### Problem description
Retype everything from the line containing "calm water surface." down to the line containing "[[320, 24, 421, 217], [10, 83, 147, 259]]", both included, without changing a character.

==*==

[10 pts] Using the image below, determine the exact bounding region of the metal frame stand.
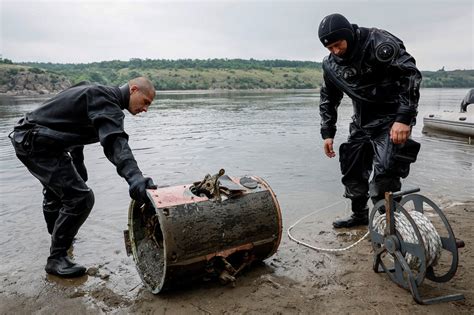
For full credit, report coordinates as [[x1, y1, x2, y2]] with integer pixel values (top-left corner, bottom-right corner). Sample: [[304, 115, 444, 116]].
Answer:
[[369, 188, 464, 304]]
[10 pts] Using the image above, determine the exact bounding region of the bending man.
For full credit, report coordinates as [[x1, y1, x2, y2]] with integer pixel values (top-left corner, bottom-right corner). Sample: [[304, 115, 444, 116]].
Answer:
[[10, 77, 156, 277], [318, 14, 421, 228]]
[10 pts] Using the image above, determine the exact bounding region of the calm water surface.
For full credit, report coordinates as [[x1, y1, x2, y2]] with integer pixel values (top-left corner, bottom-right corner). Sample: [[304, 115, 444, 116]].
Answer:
[[0, 89, 474, 294]]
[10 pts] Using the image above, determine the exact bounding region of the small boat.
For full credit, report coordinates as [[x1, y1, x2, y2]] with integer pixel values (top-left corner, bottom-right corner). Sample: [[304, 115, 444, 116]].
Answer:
[[423, 108, 474, 137], [422, 89, 474, 139]]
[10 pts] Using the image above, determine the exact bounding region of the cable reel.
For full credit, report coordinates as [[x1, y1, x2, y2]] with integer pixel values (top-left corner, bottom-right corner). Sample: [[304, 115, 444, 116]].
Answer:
[[369, 188, 464, 304]]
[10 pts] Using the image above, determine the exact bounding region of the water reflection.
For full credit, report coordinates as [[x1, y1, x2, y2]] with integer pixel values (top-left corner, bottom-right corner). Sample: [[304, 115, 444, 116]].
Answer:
[[0, 89, 474, 288]]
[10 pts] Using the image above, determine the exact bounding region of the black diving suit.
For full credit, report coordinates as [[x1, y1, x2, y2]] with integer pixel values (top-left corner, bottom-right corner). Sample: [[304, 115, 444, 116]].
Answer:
[[320, 24, 421, 217], [10, 83, 147, 259]]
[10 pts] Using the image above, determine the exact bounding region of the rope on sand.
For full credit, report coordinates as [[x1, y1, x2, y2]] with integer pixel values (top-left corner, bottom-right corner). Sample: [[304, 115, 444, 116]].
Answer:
[[287, 201, 442, 270], [287, 200, 369, 253]]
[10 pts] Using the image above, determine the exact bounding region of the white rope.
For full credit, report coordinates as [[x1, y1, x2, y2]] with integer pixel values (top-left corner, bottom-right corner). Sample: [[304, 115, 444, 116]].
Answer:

==*==

### Solution to this task
[10 pts] Using the image above, determine the exact bounding region of the calm water surface.
For full credit, report coordinates as [[x1, y1, x2, y2]] with integer pixel values (top-left corner, bottom-right corner). Sample: [[304, 115, 444, 116]].
Answer:
[[0, 89, 474, 294]]
[10 pts] Using the image above, determine the exact bounding region of the small boat.
For full credit, report coordinates as [[x1, y1, x2, y2]] with integer pixel values (top-left corner, bottom-right corner). Sample: [[304, 115, 444, 116]].
Answer:
[[423, 108, 474, 137], [422, 89, 474, 139]]
[10 pts] Using the image above, determine the exact bounding region of the cable reel.
For full credit, report coordinates as [[x1, y1, x2, y2]] with integer pixel values (top-left corner, bottom-right corner). Sample: [[304, 115, 444, 116]].
Answer:
[[369, 188, 464, 304]]
[10 pts] Using the image above, determine the exact bounding region of the water reflection.
For full credit, report coordinates as [[x1, y1, x2, y2]] with integer pixel values (top-left corner, bottom-right corner). Sample: [[304, 115, 444, 116]].
Answer:
[[0, 89, 474, 288]]
[10 pts] Using the image above, determine the exact bounding region of the black diving suit.
For full credit, report coordinates as [[x1, y1, x2, y2]] with integer pixel values (top-left corner, bottom-right corner). Sample: [[304, 115, 444, 116]].
Answer:
[[320, 24, 421, 217], [10, 83, 147, 259]]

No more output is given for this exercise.